▸ **What to do**
• a. In the passage on antibody terms, shorten the paragraph that begins "The term “epitope” refers to" or turn it into a list, keeping its main facts.
• b. Take the passage on antibody terms further, writing on from its final sentence.

▸ **Supplied text**
____________________

The term “chimeric antibody”, is an antibody which is formed by fusing the variable region of a murine antibody with the constant region of a human antibody, the chimeric antibody can alleviate the murine antibody-induced immune response. To establish a chimeric antibody, hybridoma secreting specific murine monoclonal antibody is firstly established, a variable region gene is cloned from mouse hybridoma cells, then a constant region gene of a human antibody is cloned as desired, the mouse variable region gene is ligated with the human constant region gene to form a chimeric gene which can be inserted into a human vector, and finally the chimeric antibody molecule is expressed in the eukaryotic or prokaryotic industrial system. The constant region of a human antibody is selected from the heavy chain constant region of human IgG1, IgG2, IgG3 or IgG4 or a variant thereof, preferably the heavy chain constant region of human IgG2 or IgG4, or that of IgG1 which has no ADCC (antibody-dependent cell-mediated cytotoxicity) after amino acid mutation.
As used herein, “antigen-binding fragment” refers to a Fab fragment, a Fab′ fragment, a F(ab′)2 fragment with antigen-binding activity, as well as a Fv fragment sFv fragment binding to human 4-1BB. Fv fragment is a minimum antibody fragment carrying all antigen-binding sites, it comprises a heavy chain variable region, a light chain variable region, but without constant region. Generally, Fv antibody further comprises a polypeptide linker between the VH and VL domains, and is capable of forming a structure necessary for antigen binding. Also, different linkers can be used to connect the variable regions of two antibodies to form a polypeptide, named as single chain antibody or single chain Fv (sFv).
As used herein, “binding to 4-1BB”, refers to the ability to interact with 4-1BB or an epitope thereof, which may be of human origin. The term “antigen binding site” as used herein refers to discontinuous three-dimensional sites on the antigen, recognized by the antibody or the antigen-binding fragment of the present application.
The term “epitope” refers to the sites on an antigen that specifically bind to an immunoglobulin or antibody. The epitope can be formed by adjacent amino acids, or by non-adjacent amino acids which have been brought to be closer due totertiary folding of a protein. The Epitope formed by adjacent amino acids is typically retained after exposure to denaturing solvents, whereas the epitope formed by tertiary folding is typically lost after treatment with denaturing solvents. Epitopes typically include at least 3-15 amino acids in a unique spatial conformation. Methods for determining epitope bound by a given antibody are well known in the art, including immunoblotting and immuno precipitation assays, and the like. Methods for determining the spatial conformation of an epitope include techniques in the art and techniques described herein, such as X-ray crystallography and two-dimensional nuclear magnetic resonance.

____________________

▸ **Data for analysis**
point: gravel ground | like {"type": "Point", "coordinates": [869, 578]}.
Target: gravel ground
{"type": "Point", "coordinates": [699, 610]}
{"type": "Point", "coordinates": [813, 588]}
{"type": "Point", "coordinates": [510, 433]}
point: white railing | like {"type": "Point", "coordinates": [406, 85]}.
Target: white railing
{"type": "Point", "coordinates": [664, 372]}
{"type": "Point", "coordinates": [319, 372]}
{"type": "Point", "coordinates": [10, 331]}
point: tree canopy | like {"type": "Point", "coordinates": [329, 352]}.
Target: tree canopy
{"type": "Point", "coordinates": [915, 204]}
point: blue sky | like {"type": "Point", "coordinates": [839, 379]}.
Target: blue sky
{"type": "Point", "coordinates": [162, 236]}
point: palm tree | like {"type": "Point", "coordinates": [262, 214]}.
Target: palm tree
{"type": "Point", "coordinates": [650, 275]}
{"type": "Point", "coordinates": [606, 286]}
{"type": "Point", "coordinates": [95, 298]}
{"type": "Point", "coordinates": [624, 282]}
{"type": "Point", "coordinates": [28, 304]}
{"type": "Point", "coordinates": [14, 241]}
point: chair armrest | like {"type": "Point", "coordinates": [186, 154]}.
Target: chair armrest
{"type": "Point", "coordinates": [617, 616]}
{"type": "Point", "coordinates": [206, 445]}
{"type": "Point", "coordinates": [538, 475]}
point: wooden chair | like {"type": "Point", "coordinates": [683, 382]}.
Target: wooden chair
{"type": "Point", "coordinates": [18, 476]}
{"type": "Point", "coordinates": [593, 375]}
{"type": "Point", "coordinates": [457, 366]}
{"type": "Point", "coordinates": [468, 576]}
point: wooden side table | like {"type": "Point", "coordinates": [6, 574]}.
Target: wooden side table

____________________

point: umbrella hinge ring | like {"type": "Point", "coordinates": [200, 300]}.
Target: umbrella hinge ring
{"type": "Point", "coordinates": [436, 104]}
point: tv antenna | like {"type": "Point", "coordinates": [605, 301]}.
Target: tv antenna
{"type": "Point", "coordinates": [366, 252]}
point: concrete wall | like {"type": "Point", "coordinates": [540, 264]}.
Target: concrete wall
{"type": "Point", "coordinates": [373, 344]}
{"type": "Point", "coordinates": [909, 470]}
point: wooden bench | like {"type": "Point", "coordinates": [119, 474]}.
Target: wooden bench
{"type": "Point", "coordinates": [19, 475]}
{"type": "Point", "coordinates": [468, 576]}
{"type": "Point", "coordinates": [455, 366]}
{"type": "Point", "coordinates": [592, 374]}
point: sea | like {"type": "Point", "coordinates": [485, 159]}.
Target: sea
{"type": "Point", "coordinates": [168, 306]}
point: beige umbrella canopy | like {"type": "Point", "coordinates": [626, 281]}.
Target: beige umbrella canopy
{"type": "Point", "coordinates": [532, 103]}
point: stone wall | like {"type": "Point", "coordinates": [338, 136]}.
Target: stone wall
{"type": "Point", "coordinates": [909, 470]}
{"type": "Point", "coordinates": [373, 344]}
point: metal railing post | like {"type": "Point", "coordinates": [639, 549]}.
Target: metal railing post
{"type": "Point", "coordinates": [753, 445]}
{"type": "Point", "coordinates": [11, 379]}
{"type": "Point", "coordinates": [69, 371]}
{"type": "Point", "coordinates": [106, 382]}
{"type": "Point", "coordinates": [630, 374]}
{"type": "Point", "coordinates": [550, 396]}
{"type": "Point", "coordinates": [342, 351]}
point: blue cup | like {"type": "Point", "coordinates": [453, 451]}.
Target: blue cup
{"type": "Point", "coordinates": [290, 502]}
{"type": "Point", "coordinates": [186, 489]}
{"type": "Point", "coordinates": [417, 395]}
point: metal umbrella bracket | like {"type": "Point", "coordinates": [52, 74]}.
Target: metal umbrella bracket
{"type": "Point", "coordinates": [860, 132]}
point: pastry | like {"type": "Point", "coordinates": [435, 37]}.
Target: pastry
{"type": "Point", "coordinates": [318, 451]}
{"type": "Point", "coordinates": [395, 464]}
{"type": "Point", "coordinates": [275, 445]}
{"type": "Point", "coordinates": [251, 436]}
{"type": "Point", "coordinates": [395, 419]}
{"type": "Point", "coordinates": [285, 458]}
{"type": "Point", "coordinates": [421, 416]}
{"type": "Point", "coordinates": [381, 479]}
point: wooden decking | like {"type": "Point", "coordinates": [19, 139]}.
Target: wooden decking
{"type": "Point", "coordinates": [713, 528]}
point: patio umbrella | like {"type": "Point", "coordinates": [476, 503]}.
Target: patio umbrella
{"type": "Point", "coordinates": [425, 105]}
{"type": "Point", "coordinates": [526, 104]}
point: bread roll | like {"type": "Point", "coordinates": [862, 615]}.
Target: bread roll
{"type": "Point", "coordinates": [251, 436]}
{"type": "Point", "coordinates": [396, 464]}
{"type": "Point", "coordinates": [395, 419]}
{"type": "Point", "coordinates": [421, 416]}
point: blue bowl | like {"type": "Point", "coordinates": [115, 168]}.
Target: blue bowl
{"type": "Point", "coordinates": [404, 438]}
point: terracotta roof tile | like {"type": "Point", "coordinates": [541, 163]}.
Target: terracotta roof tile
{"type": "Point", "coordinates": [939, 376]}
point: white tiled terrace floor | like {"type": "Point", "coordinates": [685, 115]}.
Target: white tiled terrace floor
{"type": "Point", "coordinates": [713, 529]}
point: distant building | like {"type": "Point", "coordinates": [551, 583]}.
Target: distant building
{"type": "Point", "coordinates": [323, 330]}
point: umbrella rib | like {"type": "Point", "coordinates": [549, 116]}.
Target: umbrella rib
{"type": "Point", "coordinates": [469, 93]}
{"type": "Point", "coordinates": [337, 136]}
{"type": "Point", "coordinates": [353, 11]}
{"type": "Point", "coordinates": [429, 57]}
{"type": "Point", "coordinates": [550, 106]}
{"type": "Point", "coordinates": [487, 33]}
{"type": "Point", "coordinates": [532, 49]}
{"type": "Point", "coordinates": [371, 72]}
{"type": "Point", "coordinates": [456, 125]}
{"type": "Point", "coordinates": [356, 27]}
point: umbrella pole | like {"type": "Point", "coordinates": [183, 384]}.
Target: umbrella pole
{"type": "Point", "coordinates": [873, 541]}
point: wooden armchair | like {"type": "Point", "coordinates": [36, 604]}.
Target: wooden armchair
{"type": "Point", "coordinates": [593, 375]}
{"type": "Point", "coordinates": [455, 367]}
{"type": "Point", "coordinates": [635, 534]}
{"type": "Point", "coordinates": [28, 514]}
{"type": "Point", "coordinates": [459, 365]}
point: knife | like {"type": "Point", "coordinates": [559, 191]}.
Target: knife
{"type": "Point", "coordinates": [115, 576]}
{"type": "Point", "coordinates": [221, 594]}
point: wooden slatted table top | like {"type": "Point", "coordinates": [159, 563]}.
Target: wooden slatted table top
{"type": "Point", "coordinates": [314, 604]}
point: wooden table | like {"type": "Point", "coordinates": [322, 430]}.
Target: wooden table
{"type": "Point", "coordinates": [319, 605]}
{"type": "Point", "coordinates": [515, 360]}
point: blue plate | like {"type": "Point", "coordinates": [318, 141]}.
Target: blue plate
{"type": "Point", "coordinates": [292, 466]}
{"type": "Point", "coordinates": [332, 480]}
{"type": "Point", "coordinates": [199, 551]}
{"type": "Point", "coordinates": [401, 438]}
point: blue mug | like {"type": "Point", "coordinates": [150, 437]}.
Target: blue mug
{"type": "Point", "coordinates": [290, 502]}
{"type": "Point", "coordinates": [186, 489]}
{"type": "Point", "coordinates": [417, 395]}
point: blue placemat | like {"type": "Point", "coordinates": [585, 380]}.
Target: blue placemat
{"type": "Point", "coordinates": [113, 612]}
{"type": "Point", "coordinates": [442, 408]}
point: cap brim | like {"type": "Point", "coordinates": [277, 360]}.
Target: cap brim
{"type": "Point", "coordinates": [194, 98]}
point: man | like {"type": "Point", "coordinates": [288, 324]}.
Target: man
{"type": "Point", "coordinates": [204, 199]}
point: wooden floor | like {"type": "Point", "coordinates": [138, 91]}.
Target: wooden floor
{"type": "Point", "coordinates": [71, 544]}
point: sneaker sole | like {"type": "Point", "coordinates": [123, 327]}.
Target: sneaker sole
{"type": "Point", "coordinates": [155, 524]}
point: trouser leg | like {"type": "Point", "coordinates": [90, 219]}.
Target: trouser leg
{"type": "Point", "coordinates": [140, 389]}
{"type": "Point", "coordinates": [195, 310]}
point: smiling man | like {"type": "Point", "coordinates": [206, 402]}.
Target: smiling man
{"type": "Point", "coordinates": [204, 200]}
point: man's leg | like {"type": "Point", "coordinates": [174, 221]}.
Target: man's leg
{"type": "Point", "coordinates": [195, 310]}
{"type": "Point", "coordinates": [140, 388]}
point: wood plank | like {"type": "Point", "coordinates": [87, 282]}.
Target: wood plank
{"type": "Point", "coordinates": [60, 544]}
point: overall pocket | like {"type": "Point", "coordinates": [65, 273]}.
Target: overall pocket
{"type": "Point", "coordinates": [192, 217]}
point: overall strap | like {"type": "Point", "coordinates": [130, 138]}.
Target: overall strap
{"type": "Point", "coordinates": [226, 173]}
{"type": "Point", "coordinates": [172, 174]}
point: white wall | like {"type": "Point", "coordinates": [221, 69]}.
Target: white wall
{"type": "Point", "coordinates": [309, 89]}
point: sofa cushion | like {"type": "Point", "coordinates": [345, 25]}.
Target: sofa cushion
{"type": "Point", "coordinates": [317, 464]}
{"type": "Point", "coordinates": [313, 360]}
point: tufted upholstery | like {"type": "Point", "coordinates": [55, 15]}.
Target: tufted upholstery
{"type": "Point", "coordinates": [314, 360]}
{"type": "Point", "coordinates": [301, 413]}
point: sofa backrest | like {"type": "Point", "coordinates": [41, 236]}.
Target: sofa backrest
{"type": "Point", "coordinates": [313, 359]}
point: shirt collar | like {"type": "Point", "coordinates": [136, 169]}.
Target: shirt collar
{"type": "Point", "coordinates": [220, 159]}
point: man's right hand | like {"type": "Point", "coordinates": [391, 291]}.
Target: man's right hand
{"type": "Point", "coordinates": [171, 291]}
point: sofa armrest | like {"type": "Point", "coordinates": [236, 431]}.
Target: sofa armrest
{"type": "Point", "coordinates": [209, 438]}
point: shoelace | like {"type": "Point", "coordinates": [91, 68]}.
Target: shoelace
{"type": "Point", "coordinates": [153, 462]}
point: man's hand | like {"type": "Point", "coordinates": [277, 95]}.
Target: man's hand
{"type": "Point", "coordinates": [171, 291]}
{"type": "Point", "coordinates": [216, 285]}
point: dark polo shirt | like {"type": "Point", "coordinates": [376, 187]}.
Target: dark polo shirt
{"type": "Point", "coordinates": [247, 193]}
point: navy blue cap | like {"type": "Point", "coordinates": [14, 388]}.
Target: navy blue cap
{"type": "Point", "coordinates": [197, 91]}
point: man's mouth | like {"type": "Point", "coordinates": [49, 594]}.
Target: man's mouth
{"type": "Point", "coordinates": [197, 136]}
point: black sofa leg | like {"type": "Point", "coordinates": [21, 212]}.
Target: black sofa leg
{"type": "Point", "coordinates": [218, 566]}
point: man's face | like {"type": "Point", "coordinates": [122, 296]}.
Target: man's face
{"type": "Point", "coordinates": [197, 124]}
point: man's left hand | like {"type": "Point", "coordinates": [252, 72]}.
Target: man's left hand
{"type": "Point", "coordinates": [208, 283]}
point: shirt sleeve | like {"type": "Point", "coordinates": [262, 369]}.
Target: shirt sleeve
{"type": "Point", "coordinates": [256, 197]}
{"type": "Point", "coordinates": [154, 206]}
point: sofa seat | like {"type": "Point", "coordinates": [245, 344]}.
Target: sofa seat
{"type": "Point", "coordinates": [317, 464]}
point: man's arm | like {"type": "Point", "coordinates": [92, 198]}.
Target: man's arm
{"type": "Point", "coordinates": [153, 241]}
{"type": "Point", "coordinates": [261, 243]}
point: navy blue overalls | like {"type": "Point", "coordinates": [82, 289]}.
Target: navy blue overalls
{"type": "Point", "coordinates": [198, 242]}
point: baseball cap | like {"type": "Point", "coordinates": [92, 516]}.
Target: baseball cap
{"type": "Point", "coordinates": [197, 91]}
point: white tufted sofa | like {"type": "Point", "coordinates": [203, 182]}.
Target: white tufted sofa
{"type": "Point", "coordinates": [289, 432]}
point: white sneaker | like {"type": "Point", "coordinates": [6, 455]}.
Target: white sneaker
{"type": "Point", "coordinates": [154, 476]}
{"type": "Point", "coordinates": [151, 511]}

____________________

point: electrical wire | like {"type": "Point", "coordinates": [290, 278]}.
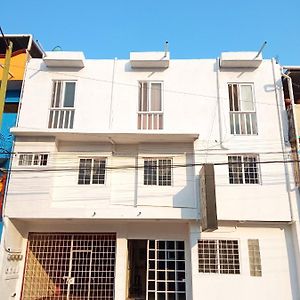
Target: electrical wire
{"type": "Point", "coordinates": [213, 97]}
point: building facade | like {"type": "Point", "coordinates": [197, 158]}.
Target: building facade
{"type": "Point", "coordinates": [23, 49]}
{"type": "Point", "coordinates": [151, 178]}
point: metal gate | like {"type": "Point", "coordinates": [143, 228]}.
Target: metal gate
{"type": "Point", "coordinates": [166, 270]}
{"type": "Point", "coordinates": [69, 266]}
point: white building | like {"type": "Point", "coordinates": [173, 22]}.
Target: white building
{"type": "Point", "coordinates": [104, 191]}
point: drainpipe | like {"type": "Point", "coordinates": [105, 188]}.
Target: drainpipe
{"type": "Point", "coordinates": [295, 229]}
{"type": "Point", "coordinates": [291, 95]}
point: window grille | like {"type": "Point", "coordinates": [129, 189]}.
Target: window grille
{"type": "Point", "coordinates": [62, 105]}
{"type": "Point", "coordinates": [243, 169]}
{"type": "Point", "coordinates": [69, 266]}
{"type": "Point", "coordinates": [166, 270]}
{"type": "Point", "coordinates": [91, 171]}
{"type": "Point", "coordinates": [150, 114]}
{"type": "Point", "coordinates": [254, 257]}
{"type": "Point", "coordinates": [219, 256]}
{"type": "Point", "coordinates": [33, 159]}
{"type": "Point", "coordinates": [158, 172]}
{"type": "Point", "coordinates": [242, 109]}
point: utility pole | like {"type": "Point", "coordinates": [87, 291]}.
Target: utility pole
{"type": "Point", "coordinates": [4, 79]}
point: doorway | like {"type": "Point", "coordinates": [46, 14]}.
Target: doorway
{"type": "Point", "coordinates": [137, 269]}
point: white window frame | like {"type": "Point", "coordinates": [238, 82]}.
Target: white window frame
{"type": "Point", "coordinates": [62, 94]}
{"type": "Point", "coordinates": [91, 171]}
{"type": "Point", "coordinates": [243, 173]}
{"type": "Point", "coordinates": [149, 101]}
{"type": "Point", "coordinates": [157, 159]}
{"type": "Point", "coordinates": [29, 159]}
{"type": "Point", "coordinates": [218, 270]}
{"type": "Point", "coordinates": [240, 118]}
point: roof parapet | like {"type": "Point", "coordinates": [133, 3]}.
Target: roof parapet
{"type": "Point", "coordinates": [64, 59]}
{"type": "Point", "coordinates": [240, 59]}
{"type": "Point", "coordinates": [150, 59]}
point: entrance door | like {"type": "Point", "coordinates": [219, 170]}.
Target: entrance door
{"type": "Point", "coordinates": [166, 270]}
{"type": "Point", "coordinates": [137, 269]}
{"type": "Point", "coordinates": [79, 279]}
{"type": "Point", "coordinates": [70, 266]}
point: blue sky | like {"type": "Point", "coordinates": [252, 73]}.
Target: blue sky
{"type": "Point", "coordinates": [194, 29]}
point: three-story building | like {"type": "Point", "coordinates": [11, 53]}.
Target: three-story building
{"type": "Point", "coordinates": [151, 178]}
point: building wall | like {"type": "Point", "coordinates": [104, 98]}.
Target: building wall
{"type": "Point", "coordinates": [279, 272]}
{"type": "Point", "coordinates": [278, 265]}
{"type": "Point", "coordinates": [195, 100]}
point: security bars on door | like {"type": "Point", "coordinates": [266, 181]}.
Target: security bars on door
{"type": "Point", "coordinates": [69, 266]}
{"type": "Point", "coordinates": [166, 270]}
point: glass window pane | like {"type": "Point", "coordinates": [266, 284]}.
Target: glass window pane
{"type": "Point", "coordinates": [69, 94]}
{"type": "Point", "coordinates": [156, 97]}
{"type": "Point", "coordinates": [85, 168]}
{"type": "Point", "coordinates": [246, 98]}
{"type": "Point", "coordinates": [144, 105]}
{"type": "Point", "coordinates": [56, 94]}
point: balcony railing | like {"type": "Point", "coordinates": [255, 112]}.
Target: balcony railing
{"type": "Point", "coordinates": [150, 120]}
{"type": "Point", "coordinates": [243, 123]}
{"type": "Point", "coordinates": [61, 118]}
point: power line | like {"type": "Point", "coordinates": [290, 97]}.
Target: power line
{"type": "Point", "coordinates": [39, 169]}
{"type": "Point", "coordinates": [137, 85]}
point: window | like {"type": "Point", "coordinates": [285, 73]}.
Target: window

____________________

▸ **Responses to the tasks**
• a.
- An epitope is a site on an antigen that specifically binds an immunoglobulin or antibody.
- It can be formed by adjacent amino acids, or by non-adjacent amino acids brought closer together by the tertiary folding of a protein.
- Epitopes formed by adjacent amino acids are typically retained after exposure to denaturing solvents. Those formed by tertiary folding are typically lost.
- Epitopes typically include at least 3-15 amino acids in a unique spatial conformation.
- Well-known methods, such as immunoblotting and immunoprecipitation assays, identify the epitope a given antibody binds.
- Techniques such as X-ray crystallography and two-dimensional nuclear magnetic resonance determine an epitope's spatial conformation.

• b.
The term “specifically binds to”, “selectively binds to” as used herein, refers to the binding of an antibody to an epitope on a predetermined antigen. Typically, the antibody binds to a predetermined antigen or the epitope thereof at approximately less than 10−7 M or even less equilibrium dissociation constant (KD), and the affinity of the antibody for binding to the predetermined antigen or epitope thereof is at least two times higher than that for non-specific antigens (such as BSA) other than the predetermined antigen (or epitope thereof) or than that for closely related antigens, as measured in an instrument via surface plasmon resonance (SPR) techniques, wherein the recombinant human 4-1BB or its epitope is used as an analyte and the antibody is used as a ligand. The term “an antibody recognizing the antigen” can be used interchangeably herein with the term “specifically binding antibody”.
The term “cross reaction” refers to the ability of the antibody of the present application to bind to 4-1BB from a different species. For example, an antibody of the present application that binds to human 4-1BB can also bind to 4-1BB from another species. Cross-reactivity is measured by detecting the specific reactivity with purified antigens in binding assays (e.g., SPR and ELISA), or by detecting the binding or functional interaction with cells physiologically expressing 4-1BB. Methods for determining cross-reactivity include standard binding assays as described herein, such as surface plasmon resonance analysis, or flow cytometry.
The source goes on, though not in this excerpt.